------ RECORDS FOR THIS TASK

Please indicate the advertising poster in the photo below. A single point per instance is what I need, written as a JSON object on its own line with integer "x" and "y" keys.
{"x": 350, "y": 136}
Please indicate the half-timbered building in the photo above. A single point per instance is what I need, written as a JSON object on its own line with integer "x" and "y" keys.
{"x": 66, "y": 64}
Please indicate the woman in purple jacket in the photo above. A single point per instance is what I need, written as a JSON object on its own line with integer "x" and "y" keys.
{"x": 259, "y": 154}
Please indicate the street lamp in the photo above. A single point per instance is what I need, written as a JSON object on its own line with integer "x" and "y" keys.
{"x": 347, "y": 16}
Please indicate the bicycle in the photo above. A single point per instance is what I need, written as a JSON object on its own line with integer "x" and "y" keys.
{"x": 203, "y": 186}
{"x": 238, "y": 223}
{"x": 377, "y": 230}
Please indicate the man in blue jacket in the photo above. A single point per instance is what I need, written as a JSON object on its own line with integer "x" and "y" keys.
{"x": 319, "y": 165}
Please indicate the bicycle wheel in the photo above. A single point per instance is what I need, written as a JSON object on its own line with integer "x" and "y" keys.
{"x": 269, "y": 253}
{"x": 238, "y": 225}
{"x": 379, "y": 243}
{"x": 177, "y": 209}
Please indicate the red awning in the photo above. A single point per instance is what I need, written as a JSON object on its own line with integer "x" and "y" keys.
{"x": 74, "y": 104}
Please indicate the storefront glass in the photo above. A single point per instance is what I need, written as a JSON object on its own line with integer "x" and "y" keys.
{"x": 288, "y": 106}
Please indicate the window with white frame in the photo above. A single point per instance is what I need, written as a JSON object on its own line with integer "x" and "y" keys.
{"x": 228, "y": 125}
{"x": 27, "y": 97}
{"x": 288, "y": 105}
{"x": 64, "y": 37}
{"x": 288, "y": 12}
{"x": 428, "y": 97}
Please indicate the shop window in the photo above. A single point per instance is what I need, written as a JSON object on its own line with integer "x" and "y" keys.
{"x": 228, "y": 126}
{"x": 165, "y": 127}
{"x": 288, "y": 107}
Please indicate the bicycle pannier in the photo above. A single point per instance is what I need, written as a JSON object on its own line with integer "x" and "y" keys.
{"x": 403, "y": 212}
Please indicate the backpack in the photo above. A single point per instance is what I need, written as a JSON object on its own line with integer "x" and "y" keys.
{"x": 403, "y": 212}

------------

TO DO:
Taking care to match every character, output all of the entries above.

RESULT OF THE EXERCISE:
Please indicate the advertising poster in the photo below. A single point per instance is what I need, written as a JSON object on its own line with integer "x" and "y" keys.
{"x": 350, "y": 136}
Please indicate the half-timbered building in the photo above. A single point per instance is what I need, written as a JSON object on its own line with integer "x" and "y" keys.
{"x": 66, "y": 64}
Please indicate the woman in purple jacket in the photo above. A single point per instance is what I need, written as a JSON object on its own line with integer "x" and "y" keys.
{"x": 259, "y": 154}
Please indicate the street lamp in the photo above. A single point per instance is what I need, written as a JSON object on its own line with integer "x" and "y" keys.
{"x": 347, "y": 16}
Please indicate the bicycle in the photo above. A single point per instance is what I need, written as a JSON object on its own line with integer "x" and "y" keys.
{"x": 203, "y": 186}
{"x": 238, "y": 223}
{"x": 377, "y": 230}
Please indicate the man in blue jacket in the photo above. A single point per instance is what I need, written as a JSON object on its own line with integer "x" and "y" keys.
{"x": 319, "y": 165}
Please indicate the bicycle wheel in the photo above. A single point per instance is what I need, written as a JSON object on its own line with integer "x" and "y" keys.
{"x": 269, "y": 253}
{"x": 238, "y": 225}
{"x": 379, "y": 243}
{"x": 177, "y": 209}
Please indicate the red awning in the photo above. A single point per instance is what I need, written as a JSON object on its own line with integer "x" and "y" keys.
{"x": 74, "y": 104}
Please indicate the storefront glass in the photo above. A single point per instance is what I need, written as a JSON object on its own line with integer "x" and "y" keys.
{"x": 288, "y": 106}
Please indicate the window with white frame in the photo above. A single point per instance is what I need, written as a JSON object on its own line with integer "x" and "y" keys.
{"x": 228, "y": 125}
{"x": 27, "y": 97}
{"x": 288, "y": 105}
{"x": 64, "y": 37}
{"x": 288, "y": 12}
{"x": 428, "y": 97}
Please indicate the shop window in the photo above. A single point per instance is what I need, written as a JSON object on its own line with integer "x" and "y" keys.
{"x": 228, "y": 126}
{"x": 165, "y": 127}
{"x": 288, "y": 107}
Please indicate the bicycle pannier in the photo above. A single point per instance is what I need, written as a JSON object on its own line with integer "x" and "y" keys.
{"x": 403, "y": 212}
Please indicate the backpack in the photo above. A single point per instance is what I need, written as a JSON object on its own line with integer "x" and "y" keys.
{"x": 403, "y": 212}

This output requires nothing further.